Records from a data collection
┌──
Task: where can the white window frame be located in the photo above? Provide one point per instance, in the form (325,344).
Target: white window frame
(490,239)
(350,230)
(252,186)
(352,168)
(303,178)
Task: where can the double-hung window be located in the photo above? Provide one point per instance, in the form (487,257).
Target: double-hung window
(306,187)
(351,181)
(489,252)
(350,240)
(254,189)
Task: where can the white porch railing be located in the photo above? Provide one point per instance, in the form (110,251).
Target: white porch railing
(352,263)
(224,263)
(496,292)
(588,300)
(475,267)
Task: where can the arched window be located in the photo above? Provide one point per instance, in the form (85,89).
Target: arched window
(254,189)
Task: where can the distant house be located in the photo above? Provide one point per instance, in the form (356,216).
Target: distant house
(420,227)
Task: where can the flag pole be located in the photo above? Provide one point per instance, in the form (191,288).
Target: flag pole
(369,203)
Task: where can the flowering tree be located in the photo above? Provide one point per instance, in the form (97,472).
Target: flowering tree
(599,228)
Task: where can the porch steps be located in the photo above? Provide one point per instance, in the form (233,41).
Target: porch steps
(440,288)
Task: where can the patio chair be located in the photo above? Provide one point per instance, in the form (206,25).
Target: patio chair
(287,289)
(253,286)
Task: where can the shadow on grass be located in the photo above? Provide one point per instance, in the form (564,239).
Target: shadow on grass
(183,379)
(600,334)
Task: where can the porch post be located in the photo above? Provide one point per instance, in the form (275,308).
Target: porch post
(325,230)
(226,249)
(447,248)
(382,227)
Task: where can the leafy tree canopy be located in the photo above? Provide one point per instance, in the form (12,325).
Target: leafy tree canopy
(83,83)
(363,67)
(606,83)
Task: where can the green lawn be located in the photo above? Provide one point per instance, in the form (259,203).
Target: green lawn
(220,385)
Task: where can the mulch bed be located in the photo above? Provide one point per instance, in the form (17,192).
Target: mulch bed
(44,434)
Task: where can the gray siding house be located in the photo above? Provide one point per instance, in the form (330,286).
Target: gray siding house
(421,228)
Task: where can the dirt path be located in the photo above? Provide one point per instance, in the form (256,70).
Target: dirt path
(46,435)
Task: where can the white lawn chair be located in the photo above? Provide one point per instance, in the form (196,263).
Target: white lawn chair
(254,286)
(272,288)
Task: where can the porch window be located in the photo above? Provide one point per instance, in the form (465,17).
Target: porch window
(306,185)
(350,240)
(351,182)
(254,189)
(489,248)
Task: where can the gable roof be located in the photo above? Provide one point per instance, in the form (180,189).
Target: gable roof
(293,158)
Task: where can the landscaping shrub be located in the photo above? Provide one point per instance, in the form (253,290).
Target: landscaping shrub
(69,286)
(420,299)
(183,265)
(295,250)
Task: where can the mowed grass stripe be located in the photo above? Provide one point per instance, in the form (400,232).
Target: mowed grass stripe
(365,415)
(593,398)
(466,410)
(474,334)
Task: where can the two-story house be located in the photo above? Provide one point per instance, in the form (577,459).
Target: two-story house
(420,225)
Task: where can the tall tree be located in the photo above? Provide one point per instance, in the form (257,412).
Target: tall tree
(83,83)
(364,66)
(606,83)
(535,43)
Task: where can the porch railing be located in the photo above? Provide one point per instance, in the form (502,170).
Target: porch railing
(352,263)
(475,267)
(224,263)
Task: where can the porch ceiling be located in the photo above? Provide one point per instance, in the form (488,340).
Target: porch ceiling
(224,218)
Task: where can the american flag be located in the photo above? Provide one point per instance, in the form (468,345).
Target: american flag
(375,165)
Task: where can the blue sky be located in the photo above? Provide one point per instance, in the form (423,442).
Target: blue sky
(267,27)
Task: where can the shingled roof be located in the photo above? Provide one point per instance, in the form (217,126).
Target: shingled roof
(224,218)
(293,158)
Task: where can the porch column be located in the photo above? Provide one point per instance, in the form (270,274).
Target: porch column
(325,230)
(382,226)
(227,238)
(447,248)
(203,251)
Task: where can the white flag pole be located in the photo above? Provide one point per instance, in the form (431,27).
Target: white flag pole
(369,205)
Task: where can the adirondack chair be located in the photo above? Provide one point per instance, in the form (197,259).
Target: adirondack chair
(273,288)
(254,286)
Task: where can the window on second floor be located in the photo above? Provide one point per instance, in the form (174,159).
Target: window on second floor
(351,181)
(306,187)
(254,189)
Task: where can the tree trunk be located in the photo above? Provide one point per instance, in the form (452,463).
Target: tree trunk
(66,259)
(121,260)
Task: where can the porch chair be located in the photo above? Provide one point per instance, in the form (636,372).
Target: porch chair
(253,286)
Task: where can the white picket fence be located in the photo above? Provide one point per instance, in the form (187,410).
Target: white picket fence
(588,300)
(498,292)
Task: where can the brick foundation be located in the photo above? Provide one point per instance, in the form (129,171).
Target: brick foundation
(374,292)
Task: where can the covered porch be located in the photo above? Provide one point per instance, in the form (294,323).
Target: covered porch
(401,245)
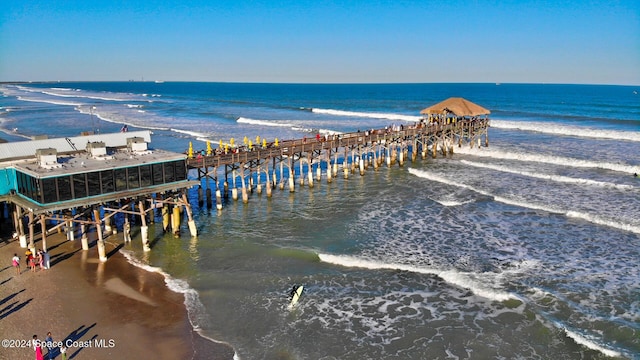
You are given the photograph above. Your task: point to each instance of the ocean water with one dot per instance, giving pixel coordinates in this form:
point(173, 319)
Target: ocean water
point(526, 249)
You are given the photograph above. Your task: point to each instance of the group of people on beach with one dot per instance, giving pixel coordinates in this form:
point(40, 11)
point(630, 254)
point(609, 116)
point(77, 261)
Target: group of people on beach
point(48, 342)
point(40, 258)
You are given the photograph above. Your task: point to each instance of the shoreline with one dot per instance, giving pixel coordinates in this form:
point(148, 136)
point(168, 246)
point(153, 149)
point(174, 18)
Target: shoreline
point(103, 310)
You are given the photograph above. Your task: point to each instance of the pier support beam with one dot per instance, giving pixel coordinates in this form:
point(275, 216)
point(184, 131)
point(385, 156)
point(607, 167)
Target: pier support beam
point(144, 229)
point(84, 239)
point(102, 254)
point(43, 227)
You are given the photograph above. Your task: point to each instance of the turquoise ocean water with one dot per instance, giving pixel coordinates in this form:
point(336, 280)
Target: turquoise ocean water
point(527, 249)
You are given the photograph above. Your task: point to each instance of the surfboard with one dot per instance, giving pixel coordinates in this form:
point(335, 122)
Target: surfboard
point(296, 296)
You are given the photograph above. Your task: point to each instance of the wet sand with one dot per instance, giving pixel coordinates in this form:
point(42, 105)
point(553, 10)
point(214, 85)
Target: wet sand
point(103, 310)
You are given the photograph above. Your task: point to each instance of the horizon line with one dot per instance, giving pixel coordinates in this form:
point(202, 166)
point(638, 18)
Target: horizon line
point(497, 83)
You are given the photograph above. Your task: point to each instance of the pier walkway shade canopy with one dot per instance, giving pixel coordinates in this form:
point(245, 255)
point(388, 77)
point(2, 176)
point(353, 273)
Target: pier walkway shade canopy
point(458, 106)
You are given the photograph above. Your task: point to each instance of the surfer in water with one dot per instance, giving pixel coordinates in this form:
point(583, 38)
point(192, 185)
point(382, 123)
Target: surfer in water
point(292, 292)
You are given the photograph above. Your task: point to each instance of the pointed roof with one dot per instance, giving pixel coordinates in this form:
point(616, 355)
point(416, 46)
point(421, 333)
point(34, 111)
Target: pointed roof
point(457, 106)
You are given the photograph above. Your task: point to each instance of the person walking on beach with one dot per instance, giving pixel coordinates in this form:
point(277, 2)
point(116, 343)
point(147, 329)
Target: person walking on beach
point(41, 260)
point(15, 261)
point(37, 348)
point(63, 352)
point(31, 261)
point(47, 259)
point(49, 343)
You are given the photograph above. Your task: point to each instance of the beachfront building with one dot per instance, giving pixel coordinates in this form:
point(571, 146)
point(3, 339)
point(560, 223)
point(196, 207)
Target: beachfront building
point(86, 180)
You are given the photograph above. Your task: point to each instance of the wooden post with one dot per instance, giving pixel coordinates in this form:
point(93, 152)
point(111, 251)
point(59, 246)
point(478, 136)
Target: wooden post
point(165, 217)
point(175, 220)
point(43, 226)
point(31, 228)
point(101, 250)
point(84, 239)
point(144, 229)
point(127, 227)
point(292, 183)
point(268, 184)
point(192, 224)
point(234, 190)
point(310, 170)
point(218, 197)
point(245, 196)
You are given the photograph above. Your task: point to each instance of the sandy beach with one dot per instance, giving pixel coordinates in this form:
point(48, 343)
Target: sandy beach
point(102, 310)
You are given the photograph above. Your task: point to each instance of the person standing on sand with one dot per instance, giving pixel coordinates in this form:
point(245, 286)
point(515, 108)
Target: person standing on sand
point(49, 344)
point(16, 263)
point(41, 260)
point(32, 261)
point(37, 348)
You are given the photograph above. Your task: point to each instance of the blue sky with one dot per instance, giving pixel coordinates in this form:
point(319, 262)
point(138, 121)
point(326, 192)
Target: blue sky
point(596, 42)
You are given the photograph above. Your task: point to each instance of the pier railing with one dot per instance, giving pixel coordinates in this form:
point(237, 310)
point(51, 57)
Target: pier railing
point(345, 140)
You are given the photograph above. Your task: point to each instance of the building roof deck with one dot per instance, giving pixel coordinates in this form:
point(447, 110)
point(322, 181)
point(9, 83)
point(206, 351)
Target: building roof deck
point(83, 162)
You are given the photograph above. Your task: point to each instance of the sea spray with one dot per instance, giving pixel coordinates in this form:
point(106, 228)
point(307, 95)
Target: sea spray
point(196, 311)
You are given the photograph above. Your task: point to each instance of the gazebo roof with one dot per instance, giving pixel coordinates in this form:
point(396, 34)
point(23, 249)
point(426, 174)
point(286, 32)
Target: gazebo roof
point(457, 106)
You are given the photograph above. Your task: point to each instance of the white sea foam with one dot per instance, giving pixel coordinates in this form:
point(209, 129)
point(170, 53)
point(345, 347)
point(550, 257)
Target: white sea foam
point(196, 312)
point(451, 276)
point(582, 340)
point(567, 130)
point(262, 122)
point(190, 133)
point(450, 203)
point(569, 213)
point(389, 116)
point(46, 101)
point(497, 153)
point(556, 178)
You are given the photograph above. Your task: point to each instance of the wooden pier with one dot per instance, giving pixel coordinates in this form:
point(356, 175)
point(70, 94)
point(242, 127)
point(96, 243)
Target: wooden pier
point(86, 181)
point(274, 164)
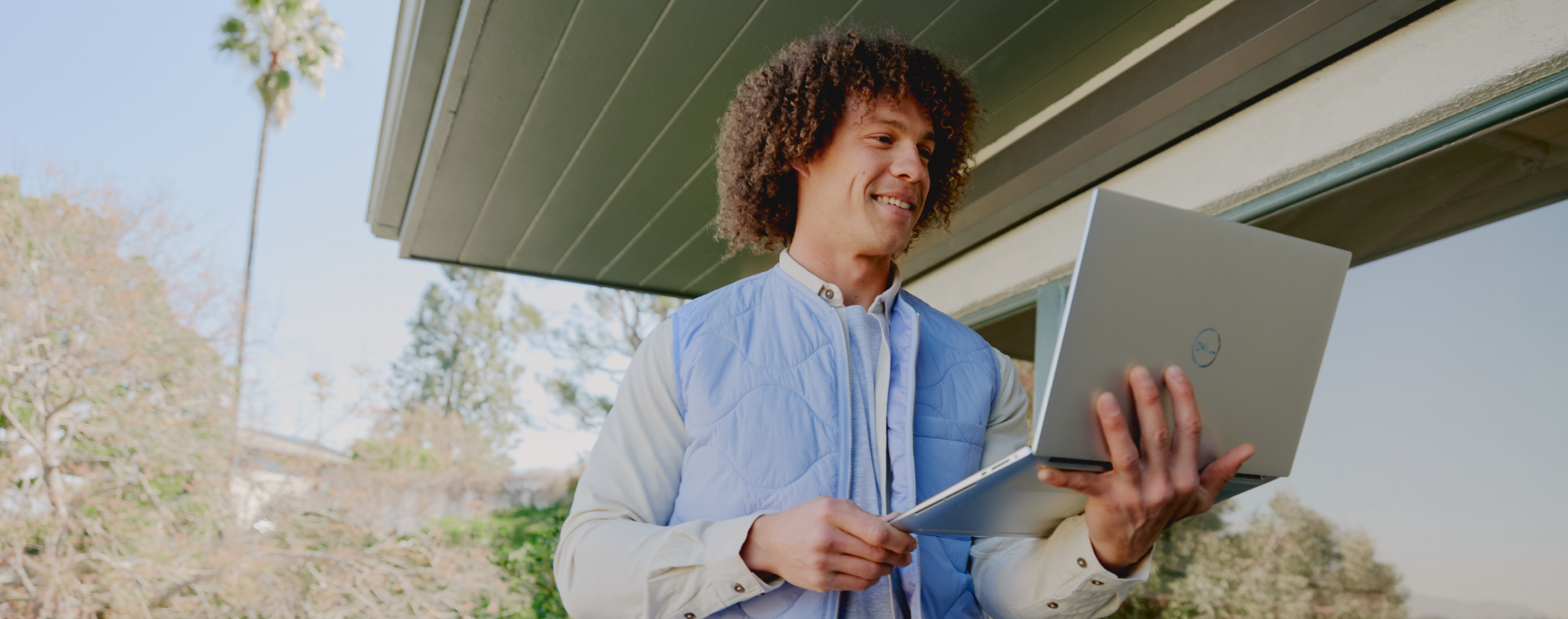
└──
> [TASK OBJECTIVE]:
Every line from the one holding "Target: sea spray" through the final line of the data above is to be reproduced exactly, both ends included, with the pictures left out.

> [REPLY]:
Target: sea spray
point(196, 311)
You are given the photograph above. Your task: point to each instance of the gazebo roof with one dot per instance, giving pixel coordinates in this form:
point(396, 34)
point(23, 249)
point(426, 174)
point(286, 32)
Target: gazebo roof
point(457, 106)
You are given the photograph above. Your task: point to each instance of the white sea foam with one dot per instance, giving pixel coordinates in this form:
point(209, 129)
point(170, 53)
point(345, 347)
point(550, 257)
Target: white sea foam
point(196, 312)
point(451, 276)
point(582, 340)
point(567, 130)
point(262, 122)
point(190, 133)
point(450, 203)
point(569, 213)
point(389, 116)
point(46, 101)
point(497, 153)
point(556, 178)
You are given the photograph above. Your task: point to each instance of the wooden pier with one dot per instance, giving pixel coordinates in this form:
point(356, 175)
point(70, 94)
point(242, 127)
point(96, 243)
Target: wooden pier
point(86, 181)
point(274, 164)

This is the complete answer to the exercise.